─── RECORDS PROVIDED

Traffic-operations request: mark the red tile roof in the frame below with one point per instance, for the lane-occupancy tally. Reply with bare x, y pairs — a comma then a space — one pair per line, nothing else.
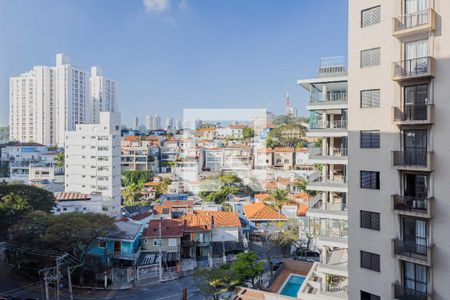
169, 228
65, 196
260, 211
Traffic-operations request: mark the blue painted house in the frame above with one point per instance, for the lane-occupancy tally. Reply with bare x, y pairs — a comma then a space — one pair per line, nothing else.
121, 247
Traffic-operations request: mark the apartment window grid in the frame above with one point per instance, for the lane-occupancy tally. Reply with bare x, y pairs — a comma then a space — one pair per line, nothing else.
370, 261
370, 16
370, 57
370, 98
369, 296
370, 180
370, 220
370, 139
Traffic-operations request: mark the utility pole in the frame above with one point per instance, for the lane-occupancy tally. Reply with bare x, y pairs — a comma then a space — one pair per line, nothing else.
160, 252
69, 279
47, 297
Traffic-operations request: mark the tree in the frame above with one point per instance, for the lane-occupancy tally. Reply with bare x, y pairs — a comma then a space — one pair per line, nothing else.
18, 200
132, 193
213, 283
60, 158
136, 177
248, 133
247, 267
74, 233
279, 198
284, 239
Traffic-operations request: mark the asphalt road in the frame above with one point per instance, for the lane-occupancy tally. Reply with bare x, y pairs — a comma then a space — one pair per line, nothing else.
11, 283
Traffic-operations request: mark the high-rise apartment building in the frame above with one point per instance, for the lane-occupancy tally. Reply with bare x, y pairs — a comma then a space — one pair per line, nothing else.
103, 94
47, 101
399, 78
328, 210
93, 160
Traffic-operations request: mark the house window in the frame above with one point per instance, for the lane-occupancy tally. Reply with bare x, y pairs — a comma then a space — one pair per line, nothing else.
370, 98
370, 16
370, 180
369, 220
369, 296
370, 261
370, 57
370, 139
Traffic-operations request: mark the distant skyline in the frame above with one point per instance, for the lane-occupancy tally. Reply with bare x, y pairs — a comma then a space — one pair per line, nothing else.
167, 55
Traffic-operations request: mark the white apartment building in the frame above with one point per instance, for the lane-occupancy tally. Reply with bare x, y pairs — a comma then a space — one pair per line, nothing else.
47, 101
327, 213
103, 94
93, 160
399, 78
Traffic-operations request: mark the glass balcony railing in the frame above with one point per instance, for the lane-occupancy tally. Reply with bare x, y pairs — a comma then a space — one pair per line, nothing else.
418, 205
412, 158
413, 68
401, 292
412, 114
424, 20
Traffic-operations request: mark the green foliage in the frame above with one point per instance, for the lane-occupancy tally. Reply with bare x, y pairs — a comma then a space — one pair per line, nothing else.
74, 233
284, 239
217, 188
247, 267
248, 133
60, 158
18, 200
213, 283
135, 177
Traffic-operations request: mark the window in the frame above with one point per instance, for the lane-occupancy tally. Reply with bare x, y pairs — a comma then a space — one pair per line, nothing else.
102, 244
370, 16
370, 139
369, 220
370, 180
370, 98
370, 57
370, 261
369, 296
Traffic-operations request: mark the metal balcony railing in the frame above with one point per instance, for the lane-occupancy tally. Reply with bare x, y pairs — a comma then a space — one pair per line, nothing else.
318, 151
412, 158
413, 113
411, 249
340, 124
417, 20
411, 204
403, 293
330, 97
412, 68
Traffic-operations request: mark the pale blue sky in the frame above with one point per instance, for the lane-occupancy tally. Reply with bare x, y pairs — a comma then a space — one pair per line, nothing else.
172, 54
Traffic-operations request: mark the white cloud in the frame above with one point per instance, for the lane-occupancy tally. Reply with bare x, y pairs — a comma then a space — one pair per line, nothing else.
156, 6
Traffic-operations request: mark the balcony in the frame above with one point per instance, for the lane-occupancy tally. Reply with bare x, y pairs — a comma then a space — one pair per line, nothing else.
411, 251
336, 183
328, 156
416, 68
403, 293
330, 98
413, 114
412, 206
414, 23
327, 128
413, 159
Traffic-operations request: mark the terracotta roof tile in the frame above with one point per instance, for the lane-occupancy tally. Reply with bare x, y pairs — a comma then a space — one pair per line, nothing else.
260, 211
169, 228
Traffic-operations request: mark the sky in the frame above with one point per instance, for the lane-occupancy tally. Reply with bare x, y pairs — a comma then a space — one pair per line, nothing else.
167, 55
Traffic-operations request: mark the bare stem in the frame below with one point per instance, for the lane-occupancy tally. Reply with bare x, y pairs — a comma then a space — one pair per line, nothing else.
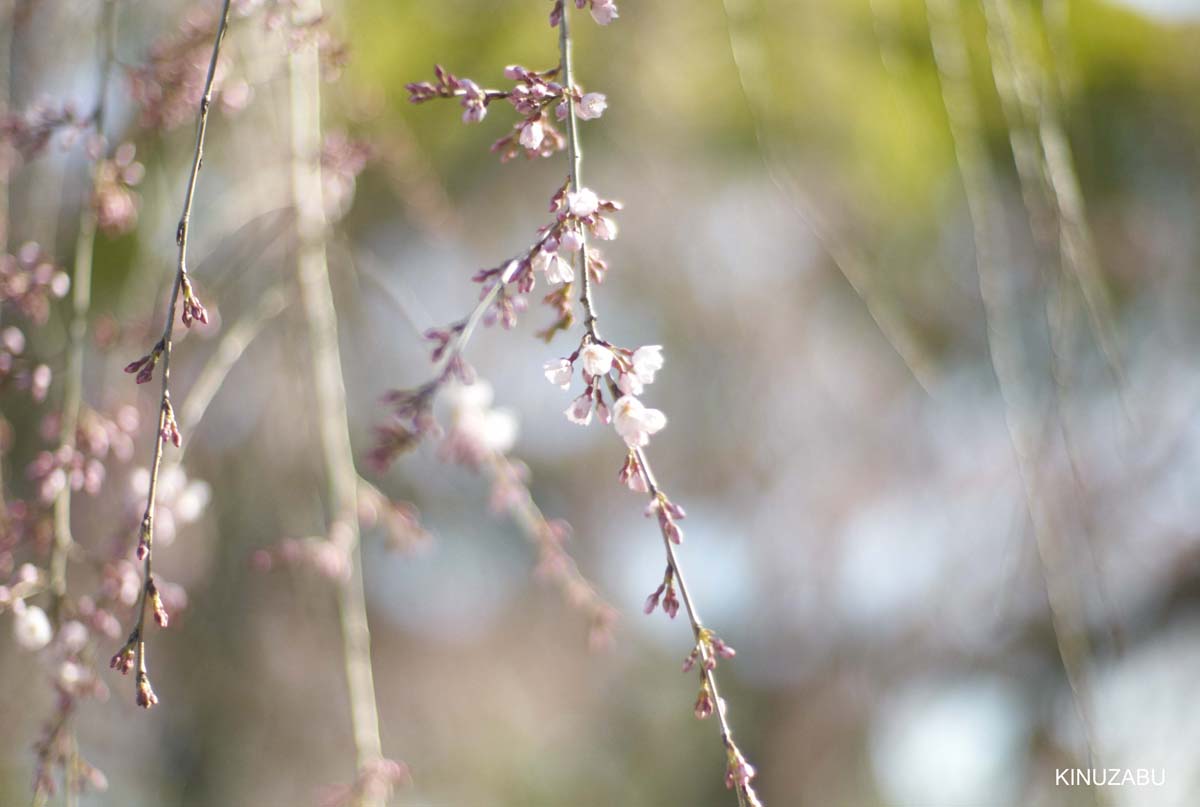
1008, 358
77, 339
137, 637
317, 298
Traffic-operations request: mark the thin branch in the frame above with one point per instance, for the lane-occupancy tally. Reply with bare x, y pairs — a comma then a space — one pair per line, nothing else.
845, 256
342, 478
229, 350
136, 643
739, 771
1003, 341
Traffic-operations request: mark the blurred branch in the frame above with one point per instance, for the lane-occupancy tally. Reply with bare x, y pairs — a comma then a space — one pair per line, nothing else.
845, 256
229, 350
77, 339
1047, 174
1008, 358
321, 316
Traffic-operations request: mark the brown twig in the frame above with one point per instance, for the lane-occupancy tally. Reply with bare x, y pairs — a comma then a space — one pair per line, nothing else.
136, 643
736, 759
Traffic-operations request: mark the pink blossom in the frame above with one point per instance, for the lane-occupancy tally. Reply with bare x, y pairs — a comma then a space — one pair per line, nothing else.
571, 240
580, 411
31, 628
559, 372
604, 228
532, 135
582, 203
604, 11
559, 272
635, 422
597, 359
592, 106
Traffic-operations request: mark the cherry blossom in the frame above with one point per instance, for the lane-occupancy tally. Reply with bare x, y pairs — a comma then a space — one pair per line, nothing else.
31, 628
559, 372
647, 360
635, 422
592, 106
597, 359
582, 203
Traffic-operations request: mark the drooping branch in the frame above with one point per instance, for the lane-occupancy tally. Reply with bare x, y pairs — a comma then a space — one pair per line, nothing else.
333, 425
132, 653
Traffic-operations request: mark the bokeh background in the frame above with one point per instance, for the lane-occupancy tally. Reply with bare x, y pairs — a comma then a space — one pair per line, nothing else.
858, 438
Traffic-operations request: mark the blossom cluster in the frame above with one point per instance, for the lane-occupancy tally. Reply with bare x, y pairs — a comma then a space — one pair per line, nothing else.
27, 133
83, 466
168, 87
535, 96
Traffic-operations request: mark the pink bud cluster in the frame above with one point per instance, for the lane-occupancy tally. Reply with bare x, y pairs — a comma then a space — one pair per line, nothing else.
400, 521
113, 197
603, 11
24, 135
24, 375
82, 467
665, 592
534, 95
738, 776
29, 280
192, 309
342, 159
625, 374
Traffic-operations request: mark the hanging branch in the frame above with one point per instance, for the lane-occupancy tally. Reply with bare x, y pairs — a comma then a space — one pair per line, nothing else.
613, 376
132, 653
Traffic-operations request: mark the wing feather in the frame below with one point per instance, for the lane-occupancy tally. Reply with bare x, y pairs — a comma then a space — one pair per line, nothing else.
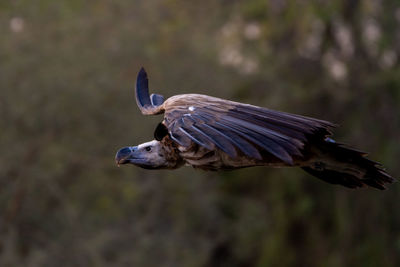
233, 127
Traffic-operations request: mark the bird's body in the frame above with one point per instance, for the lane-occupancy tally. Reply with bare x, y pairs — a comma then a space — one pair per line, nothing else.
216, 134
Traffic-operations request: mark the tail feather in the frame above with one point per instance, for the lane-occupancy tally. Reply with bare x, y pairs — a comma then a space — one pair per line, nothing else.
340, 164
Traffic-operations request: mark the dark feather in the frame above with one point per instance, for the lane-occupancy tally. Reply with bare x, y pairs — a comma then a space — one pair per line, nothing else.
142, 89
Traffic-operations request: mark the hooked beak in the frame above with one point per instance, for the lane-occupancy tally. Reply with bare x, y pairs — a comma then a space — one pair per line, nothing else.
123, 155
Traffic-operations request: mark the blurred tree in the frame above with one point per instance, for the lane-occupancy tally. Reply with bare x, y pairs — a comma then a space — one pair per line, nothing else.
66, 104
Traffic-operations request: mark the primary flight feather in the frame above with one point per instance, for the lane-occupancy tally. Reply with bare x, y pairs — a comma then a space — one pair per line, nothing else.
217, 134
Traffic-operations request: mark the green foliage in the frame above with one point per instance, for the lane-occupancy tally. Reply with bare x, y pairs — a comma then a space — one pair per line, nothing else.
66, 105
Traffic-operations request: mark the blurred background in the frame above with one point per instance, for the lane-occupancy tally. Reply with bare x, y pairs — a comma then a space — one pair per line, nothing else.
67, 73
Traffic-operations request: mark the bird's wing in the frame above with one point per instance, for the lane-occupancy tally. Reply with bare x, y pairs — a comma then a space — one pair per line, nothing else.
239, 128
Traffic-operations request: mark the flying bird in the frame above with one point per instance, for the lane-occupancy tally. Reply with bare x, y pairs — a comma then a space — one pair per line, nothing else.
216, 134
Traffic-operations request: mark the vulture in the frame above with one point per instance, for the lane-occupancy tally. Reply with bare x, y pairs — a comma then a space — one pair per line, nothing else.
210, 133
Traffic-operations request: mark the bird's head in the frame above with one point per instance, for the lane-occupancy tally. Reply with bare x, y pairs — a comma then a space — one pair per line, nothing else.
150, 155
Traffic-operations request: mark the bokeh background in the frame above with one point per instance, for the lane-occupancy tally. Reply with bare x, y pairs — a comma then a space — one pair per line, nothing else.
67, 73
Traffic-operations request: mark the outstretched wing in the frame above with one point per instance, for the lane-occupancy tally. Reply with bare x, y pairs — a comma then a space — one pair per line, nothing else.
239, 128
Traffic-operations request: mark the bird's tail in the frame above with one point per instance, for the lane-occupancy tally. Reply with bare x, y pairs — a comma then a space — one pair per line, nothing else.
342, 165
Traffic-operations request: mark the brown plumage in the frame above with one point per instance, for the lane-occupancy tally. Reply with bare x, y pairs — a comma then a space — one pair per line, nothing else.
217, 134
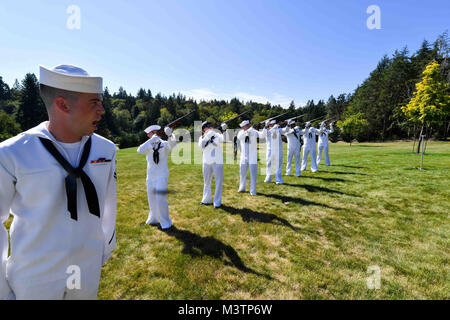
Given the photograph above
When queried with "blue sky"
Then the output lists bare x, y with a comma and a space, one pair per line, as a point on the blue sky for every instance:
262, 50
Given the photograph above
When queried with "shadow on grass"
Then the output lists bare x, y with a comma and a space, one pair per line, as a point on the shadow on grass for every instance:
255, 216
319, 189
296, 200
197, 246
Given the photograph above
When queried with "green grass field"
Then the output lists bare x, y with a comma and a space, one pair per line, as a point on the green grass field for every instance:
312, 238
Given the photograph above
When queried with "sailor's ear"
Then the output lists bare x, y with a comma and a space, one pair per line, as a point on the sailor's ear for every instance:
61, 104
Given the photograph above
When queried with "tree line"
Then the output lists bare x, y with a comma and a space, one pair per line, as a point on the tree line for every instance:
398, 100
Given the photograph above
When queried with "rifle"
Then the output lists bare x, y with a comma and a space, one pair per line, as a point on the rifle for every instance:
311, 121
258, 125
235, 142
239, 115
174, 123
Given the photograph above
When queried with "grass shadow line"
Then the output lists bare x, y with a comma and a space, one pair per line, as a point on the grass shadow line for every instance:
196, 245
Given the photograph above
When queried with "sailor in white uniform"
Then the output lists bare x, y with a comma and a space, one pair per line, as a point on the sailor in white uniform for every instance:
323, 142
309, 146
211, 145
58, 181
249, 155
157, 153
293, 150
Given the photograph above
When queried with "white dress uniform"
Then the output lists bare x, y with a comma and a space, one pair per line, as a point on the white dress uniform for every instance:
309, 147
211, 145
293, 150
157, 153
249, 156
323, 143
45, 240
274, 154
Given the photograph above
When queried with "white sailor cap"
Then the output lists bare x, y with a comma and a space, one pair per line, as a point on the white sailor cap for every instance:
70, 78
243, 123
151, 128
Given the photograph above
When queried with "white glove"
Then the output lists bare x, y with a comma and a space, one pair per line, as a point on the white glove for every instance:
168, 131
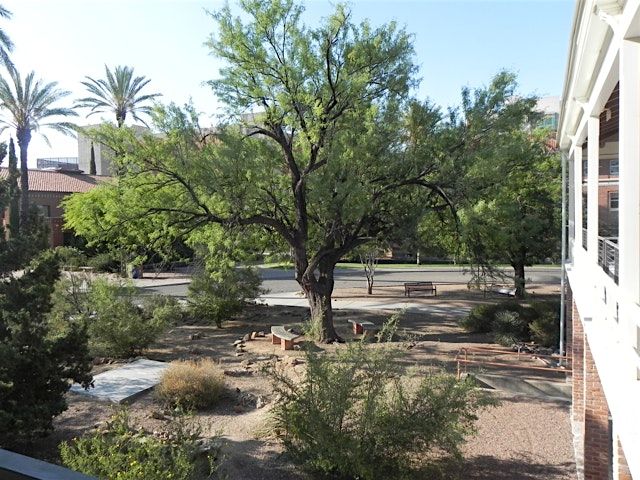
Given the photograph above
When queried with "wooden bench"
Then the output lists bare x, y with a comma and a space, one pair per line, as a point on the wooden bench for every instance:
280, 336
362, 326
419, 287
500, 289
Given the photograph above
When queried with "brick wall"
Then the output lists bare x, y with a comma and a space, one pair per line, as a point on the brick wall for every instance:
597, 434
590, 413
621, 462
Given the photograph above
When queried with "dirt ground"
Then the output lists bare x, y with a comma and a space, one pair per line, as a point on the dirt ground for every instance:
521, 438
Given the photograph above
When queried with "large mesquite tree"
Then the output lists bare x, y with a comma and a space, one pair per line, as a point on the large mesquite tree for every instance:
335, 156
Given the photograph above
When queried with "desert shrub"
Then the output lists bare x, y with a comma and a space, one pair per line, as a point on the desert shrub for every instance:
480, 318
191, 384
356, 415
104, 262
509, 327
545, 328
71, 258
37, 365
117, 327
163, 309
215, 296
119, 451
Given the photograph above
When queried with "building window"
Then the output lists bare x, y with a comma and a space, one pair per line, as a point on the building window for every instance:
43, 211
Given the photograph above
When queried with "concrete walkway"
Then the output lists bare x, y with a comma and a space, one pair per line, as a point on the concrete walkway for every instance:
125, 383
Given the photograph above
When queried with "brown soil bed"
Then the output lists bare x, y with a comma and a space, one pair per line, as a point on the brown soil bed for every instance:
521, 438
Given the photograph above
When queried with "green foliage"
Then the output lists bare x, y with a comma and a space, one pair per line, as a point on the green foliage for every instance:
22, 246
356, 415
106, 262
191, 384
511, 322
214, 296
163, 309
121, 452
481, 317
116, 325
545, 327
509, 328
117, 93
36, 363
71, 258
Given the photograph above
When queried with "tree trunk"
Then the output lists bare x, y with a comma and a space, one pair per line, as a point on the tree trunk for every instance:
318, 287
24, 137
518, 277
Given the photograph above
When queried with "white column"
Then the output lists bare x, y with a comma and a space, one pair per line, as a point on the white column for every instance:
593, 159
577, 194
629, 169
571, 205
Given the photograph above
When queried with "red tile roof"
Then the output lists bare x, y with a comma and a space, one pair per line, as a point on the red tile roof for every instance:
56, 181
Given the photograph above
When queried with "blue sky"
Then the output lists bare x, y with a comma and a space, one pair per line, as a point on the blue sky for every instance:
457, 42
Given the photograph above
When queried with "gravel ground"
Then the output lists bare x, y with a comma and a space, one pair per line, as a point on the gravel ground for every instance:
521, 438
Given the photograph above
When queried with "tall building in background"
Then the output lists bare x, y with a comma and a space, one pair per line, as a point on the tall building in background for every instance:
599, 136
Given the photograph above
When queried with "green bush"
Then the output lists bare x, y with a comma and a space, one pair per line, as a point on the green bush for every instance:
357, 415
104, 262
545, 330
216, 296
37, 364
124, 453
191, 384
71, 258
163, 309
117, 327
509, 327
480, 318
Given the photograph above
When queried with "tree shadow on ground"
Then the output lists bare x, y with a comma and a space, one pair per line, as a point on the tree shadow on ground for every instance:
484, 467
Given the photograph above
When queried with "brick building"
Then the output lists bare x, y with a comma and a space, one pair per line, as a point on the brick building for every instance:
47, 189
599, 137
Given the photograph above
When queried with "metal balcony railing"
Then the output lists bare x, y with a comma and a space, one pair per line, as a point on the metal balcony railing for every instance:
63, 163
608, 256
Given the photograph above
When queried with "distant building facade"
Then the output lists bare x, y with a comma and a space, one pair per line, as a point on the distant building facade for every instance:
599, 137
47, 189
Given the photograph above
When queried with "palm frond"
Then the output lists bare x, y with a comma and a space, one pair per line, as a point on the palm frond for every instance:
118, 92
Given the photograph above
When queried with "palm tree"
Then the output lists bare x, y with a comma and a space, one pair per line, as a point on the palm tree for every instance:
119, 93
6, 45
29, 104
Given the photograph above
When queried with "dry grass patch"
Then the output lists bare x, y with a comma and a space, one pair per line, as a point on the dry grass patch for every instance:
191, 384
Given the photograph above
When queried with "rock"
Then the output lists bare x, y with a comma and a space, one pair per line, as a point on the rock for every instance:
238, 373
158, 415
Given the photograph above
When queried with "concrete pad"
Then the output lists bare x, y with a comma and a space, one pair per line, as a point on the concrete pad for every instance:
293, 299
125, 383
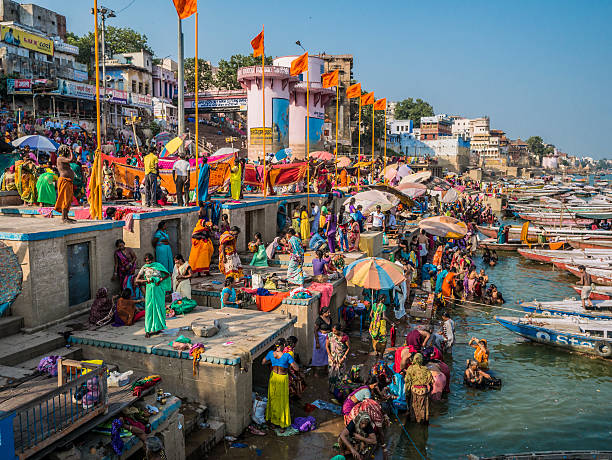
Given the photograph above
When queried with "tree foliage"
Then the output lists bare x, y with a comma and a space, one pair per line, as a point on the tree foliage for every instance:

──────

- [INSTRUCTION]:
How many lines in the entries above contain the word "trunk"? Reply with the number only.

- [COMPLETED TASK]:
2